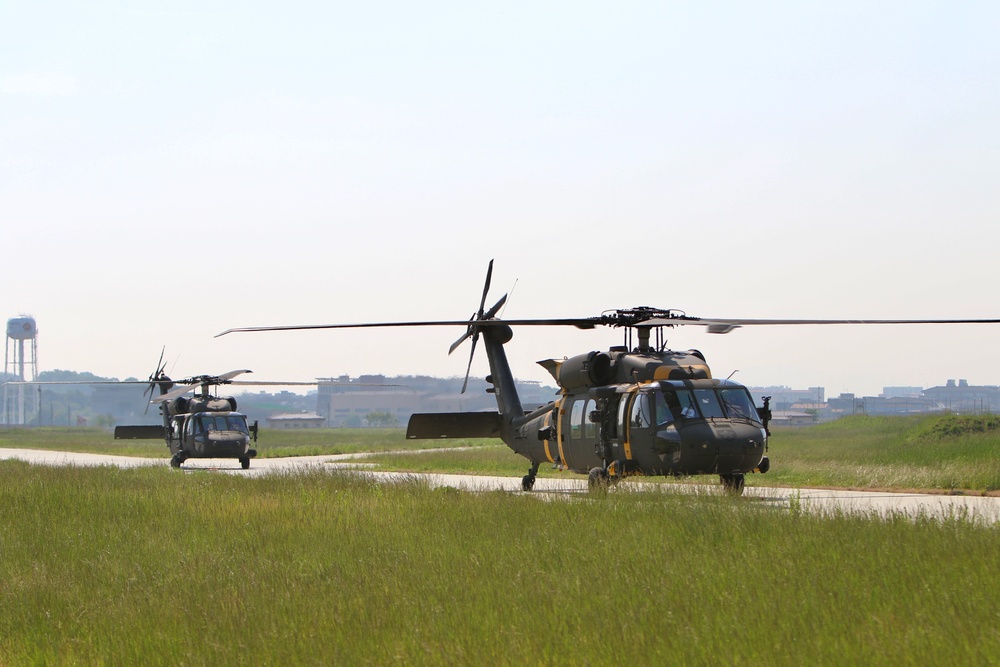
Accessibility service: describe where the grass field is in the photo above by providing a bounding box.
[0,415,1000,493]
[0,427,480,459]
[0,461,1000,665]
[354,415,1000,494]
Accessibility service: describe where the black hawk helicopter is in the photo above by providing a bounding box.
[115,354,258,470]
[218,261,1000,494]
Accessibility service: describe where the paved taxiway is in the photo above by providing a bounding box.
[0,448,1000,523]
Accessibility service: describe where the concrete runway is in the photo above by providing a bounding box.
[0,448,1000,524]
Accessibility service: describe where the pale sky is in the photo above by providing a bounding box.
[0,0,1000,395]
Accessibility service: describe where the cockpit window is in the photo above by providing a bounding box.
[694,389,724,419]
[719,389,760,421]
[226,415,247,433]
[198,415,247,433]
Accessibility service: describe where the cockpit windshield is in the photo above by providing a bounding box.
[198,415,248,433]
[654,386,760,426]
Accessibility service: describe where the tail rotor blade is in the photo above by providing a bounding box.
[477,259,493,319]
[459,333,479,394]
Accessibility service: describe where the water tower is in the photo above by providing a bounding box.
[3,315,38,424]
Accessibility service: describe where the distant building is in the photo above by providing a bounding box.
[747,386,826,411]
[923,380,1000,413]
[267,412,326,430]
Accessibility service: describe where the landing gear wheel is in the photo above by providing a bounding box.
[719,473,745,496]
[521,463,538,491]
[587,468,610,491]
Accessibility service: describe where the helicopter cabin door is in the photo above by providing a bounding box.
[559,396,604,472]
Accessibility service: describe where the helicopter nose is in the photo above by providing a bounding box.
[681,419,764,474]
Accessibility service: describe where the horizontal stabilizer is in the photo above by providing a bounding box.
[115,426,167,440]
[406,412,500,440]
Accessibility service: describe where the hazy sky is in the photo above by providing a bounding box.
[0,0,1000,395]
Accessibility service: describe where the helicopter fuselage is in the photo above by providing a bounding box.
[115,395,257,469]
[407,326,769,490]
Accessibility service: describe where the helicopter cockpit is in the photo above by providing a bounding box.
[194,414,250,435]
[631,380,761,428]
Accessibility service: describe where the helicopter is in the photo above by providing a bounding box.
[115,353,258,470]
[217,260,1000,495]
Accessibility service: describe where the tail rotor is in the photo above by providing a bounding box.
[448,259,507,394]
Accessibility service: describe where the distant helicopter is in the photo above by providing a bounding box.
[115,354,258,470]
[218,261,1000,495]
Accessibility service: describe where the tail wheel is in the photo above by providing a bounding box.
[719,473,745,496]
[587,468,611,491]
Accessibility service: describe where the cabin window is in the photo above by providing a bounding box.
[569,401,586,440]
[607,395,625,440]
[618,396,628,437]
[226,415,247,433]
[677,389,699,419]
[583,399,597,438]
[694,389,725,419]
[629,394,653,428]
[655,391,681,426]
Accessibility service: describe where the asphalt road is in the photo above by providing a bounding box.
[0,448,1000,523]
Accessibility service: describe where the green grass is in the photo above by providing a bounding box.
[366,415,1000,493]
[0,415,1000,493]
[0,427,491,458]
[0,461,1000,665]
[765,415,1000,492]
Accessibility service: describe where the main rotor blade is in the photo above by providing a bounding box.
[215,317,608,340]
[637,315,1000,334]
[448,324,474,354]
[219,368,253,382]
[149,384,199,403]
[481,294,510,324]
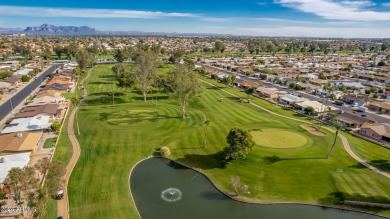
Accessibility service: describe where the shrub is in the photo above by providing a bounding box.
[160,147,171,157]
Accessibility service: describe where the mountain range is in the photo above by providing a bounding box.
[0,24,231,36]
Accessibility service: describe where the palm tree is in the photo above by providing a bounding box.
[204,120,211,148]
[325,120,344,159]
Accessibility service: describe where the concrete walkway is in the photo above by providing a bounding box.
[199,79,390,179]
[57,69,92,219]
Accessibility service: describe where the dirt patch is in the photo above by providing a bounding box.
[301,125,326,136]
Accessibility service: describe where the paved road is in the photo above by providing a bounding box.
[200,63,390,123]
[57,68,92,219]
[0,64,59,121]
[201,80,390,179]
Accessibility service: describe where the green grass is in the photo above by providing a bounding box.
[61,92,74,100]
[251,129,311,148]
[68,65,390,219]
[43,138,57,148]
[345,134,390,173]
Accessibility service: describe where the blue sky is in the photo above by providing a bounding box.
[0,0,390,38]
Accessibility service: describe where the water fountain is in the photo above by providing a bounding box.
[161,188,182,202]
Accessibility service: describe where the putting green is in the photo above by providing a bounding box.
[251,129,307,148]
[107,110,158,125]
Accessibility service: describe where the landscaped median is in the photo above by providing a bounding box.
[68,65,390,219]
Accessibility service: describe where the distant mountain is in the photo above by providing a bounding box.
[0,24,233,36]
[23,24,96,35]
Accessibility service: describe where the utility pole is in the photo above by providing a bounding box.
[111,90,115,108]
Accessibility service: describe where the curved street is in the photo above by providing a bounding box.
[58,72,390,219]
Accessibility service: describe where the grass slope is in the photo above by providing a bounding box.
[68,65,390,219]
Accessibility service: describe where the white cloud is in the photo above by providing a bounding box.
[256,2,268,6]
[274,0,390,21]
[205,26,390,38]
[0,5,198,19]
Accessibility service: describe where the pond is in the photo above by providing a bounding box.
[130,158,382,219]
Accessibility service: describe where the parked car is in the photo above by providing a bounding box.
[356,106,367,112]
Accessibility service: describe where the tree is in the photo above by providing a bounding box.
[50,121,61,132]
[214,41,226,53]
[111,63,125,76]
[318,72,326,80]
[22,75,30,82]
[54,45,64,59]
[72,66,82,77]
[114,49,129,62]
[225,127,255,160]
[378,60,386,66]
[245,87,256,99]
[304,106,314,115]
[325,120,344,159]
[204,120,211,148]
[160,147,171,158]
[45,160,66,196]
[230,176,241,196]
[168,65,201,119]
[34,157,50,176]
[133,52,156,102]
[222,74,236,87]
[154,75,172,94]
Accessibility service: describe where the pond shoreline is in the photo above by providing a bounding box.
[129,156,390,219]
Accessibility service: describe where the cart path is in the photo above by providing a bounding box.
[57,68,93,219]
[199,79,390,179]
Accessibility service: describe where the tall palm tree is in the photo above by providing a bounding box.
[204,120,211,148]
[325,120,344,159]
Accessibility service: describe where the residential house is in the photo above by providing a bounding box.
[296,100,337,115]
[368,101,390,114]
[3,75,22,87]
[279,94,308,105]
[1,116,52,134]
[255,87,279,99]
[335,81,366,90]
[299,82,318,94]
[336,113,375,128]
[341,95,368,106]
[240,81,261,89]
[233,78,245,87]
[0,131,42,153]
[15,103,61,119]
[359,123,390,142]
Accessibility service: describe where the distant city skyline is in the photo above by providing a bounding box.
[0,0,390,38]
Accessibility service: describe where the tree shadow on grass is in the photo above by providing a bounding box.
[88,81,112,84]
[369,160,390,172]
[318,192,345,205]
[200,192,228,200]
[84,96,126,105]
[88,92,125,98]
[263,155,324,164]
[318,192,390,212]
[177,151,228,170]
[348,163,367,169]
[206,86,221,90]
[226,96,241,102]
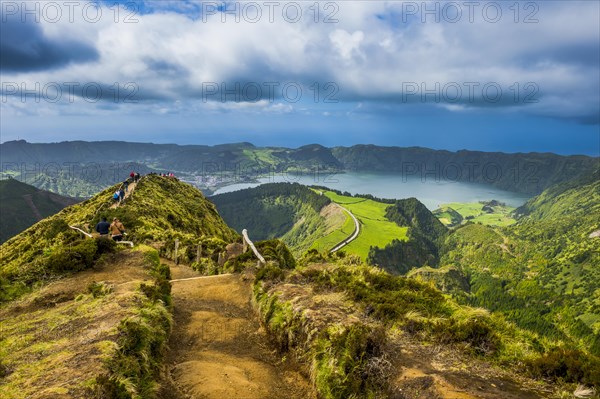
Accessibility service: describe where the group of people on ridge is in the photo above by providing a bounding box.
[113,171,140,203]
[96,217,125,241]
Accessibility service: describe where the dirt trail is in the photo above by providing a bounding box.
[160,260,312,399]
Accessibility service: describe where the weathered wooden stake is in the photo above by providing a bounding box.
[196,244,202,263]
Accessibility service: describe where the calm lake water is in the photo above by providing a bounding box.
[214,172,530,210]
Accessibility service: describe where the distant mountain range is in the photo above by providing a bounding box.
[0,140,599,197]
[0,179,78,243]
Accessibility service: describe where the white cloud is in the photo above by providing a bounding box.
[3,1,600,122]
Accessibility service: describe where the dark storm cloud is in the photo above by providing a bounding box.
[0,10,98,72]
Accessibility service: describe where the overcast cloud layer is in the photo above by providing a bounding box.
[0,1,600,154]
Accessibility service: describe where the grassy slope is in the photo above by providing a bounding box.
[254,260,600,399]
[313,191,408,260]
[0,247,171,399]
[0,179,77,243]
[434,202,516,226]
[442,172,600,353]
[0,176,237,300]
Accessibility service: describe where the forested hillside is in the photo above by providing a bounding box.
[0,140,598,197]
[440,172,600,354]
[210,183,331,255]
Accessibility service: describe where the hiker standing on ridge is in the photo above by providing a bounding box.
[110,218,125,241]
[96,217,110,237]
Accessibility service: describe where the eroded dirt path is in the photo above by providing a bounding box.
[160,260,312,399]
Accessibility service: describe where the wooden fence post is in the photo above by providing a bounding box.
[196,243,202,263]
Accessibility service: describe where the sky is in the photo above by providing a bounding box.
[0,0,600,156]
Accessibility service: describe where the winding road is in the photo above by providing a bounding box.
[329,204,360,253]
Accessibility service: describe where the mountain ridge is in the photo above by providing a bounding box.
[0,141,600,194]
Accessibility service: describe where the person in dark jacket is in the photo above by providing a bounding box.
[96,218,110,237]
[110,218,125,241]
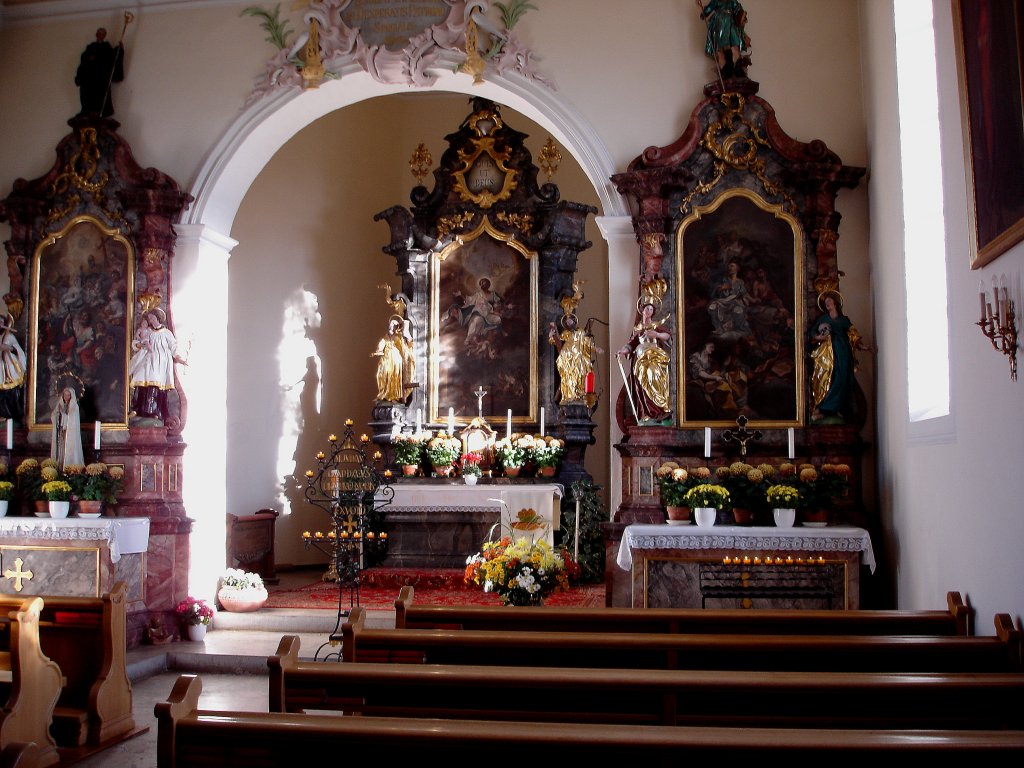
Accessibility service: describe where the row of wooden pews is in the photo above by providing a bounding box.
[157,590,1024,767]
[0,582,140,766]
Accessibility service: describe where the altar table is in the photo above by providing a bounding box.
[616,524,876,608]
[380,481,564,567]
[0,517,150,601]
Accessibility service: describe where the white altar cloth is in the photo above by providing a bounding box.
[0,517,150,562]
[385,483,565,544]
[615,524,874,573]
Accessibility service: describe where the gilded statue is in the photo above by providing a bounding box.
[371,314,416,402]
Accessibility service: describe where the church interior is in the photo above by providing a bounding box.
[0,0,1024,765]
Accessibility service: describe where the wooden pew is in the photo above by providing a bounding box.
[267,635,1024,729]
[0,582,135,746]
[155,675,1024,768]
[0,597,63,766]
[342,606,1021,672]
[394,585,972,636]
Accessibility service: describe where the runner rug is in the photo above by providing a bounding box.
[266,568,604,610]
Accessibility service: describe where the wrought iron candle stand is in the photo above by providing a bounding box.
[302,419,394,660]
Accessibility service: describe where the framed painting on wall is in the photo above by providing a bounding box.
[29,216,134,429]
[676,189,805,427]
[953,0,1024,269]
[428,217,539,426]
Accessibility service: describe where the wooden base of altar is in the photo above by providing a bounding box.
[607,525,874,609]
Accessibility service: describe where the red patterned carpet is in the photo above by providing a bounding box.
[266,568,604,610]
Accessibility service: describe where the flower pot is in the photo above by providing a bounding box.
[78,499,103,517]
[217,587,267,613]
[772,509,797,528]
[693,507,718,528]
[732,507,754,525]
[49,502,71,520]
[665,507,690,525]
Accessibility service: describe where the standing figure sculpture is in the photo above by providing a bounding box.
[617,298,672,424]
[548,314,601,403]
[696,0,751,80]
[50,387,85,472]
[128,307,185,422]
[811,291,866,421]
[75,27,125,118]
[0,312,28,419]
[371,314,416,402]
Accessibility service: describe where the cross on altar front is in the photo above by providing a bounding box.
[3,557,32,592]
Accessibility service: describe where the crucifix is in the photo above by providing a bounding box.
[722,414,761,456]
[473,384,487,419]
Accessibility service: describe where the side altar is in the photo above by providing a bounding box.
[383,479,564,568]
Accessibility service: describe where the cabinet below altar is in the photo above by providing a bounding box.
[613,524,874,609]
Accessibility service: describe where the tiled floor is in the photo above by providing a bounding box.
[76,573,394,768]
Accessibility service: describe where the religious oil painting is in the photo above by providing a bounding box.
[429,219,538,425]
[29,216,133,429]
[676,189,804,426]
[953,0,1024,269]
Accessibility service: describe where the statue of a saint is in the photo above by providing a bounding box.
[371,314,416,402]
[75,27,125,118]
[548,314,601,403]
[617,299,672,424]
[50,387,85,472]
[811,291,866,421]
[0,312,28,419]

━━━━━━

# YOUR TASK:
Rewrite the rows from the line containing "Accessibility service: describe where the eroded" up to and including the line containing "[302,419,394,660]", changing "runner rug" to "carpet runner" and keeping everything else the same. Leave the pictures out of your answer.

# COMPLETE ANSWER:
Accessibility service: describe where the eroded dirt path is in the photo above by providing a bounding box.
[160,260,312,399]
Accessibility service: describe where the wooden fence post is in the photo above by providing a bounding box.
[196,243,202,263]
Accessibility service: describe where the sky is in the photo above by providing a bounding box.
[0,0,600,156]
Accessibility service: describe where the winding road is in the photo above by providing a bounding box.
[329,204,360,253]
Accessibility service: describe where the mountain ridge is in the photo above by providing a bounding box.
[0,141,600,194]
Accessibility service: describe where the person in dark jacket is in the photo above by providing a bounding box.
[96,218,110,237]
[110,218,125,241]
Accessibility service: describe where the row of wooden pews is in the photo above by providing a bounding box.
[157,590,1024,767]
[0,582,140,766]
Accessibility service: describe where the altar table is in the photo above by providing a bounding box.
[616,524,876,608]
[380,481,564,567]
[0,517,150,601]
Accessibility service: describe where the white altar cloth is in the photo above by providing a bounding box.
[0,517,150,562]
[385,483,565,544]
[615,524,874,573]
Accessibility service: describe where the gilded statue is in the photo above by providing a bounding box.
[371,314,416,402]
Accessibility service: describe where the church interior is in the photo above by providing a bounding box.
[0,0,1024,765]
Accessibility service: describe where the wooden pew is in the photo above by providing a bounding box.
[267,635,1024,729]
[0,582,135,746]
[155,675,1024,768]
[0,597,63,766]
[342,606,1021,672]
[394,585,972,636]
Accessibility service: describe where the carpet runner is in the photo above by providing a bounding box.
[266,568,604,610]
Accessibility service: describe where the wrought iron candle stand is in the photo above by providing a bounding box.
[302,419,394,660]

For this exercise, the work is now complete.